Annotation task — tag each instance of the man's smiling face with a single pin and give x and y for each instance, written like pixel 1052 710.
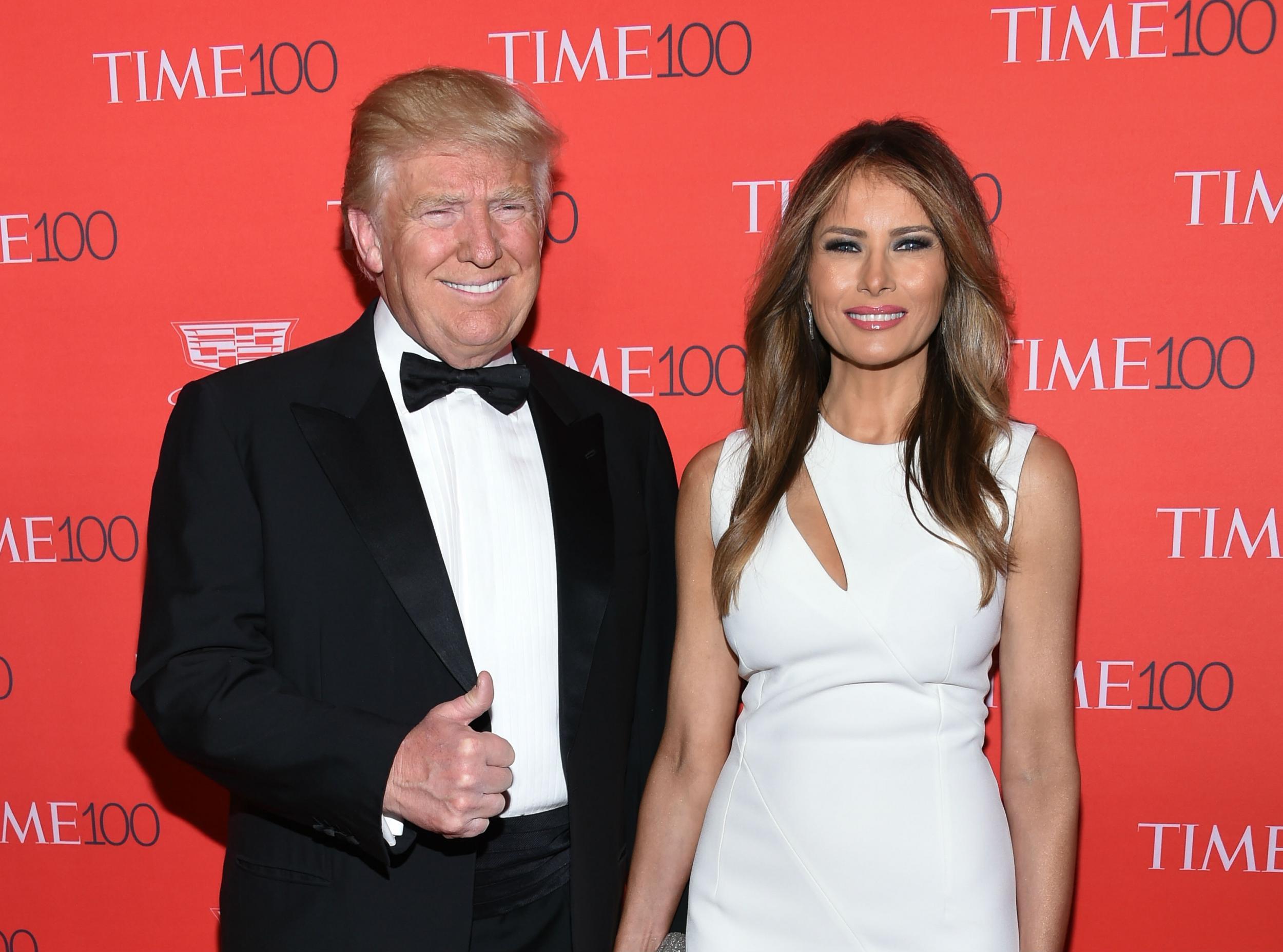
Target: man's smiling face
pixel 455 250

★ ★ ★ ★

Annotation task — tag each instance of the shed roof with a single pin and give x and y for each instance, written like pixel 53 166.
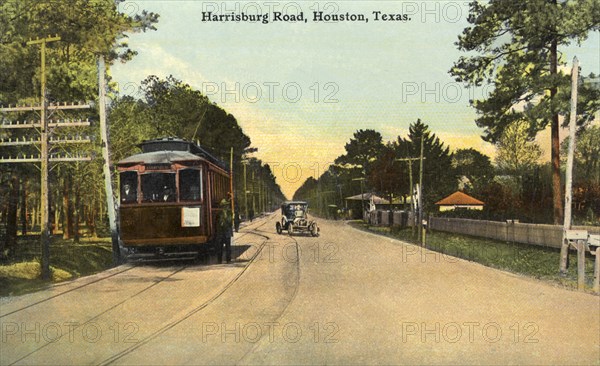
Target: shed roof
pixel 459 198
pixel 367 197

★ ★ ★ ★

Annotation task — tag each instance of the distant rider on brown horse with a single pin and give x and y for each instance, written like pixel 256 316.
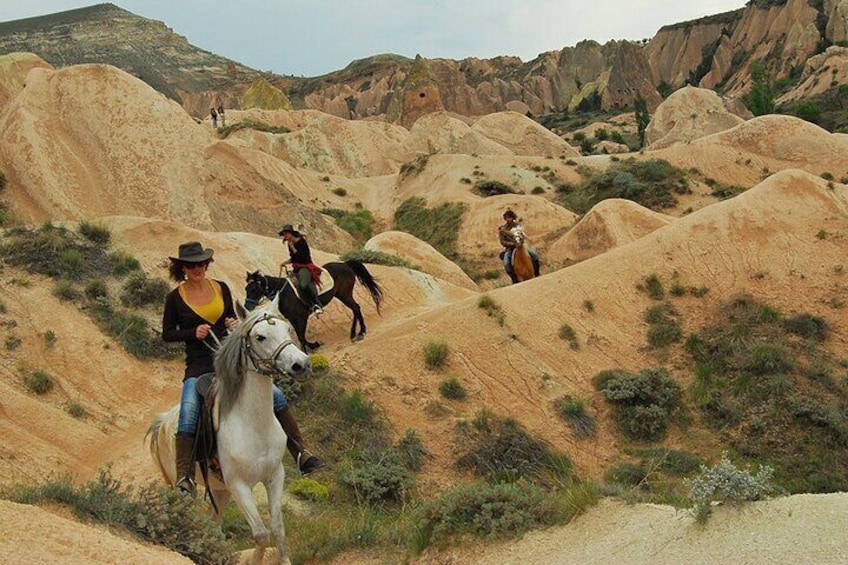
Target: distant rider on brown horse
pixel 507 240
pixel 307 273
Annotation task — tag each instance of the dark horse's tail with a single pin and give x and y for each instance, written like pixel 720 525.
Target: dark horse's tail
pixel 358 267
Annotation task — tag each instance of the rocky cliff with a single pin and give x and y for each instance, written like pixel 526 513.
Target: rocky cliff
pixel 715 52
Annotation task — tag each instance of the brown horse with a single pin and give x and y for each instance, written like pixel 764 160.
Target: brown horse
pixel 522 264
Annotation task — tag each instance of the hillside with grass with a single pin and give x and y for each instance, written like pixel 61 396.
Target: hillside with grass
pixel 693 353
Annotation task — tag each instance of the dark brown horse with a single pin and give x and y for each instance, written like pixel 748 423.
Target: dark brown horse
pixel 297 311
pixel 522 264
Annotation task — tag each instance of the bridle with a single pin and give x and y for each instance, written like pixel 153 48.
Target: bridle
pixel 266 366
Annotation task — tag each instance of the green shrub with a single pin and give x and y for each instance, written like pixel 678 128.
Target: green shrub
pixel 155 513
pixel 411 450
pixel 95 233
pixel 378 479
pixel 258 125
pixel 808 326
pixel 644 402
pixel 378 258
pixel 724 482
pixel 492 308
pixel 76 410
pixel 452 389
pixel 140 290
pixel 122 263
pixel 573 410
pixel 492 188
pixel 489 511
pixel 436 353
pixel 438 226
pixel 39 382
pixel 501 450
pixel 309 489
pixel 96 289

★ ★ ★ ★

### What this task involves
Identify all lines in the records above with the word "Annotation".

### Answer area
Annotation task — tag each instance of the man's smiling face with a single pin and give x and y for each instance, written like pixel 1052 710.
Annotation task — tag each instance of the shed roof with a single pin and give x and y for each instance, written like pixel 53 166.
Annotation task — tag each instance of the distant rider on brown horse with a single pin and give x and y for each instance, written like pixel 256 316.
Annotation task — tag each instance of the dark horse's tail with a single pin and give x and y for each instance, written like pixel 720 525.
Annotation task — tag each instance of the rocky cliff with a single pin and give x and y for each instance, written like pixel 526 513.
Annotation task — tag each instance of the brown horse with a single pin and give x and y for each instance, written like pixel 764 160.
Annotation task — tag each instance of the hillside with grass with a single pin and give x and y for each instance, written like pixel 61 396.
Annotation task — tag each instance of the dark brown horse with a single pin and give x and y for each instance, written like pixel 748 423.
Annotation task — tag each instance of the bridle with a single pin and give x and y for each instance, written like pixel 153 48.
Annotation task — tag each instance of the green shrub with a single pin and give x and y for each instance, written like pixel 678 128.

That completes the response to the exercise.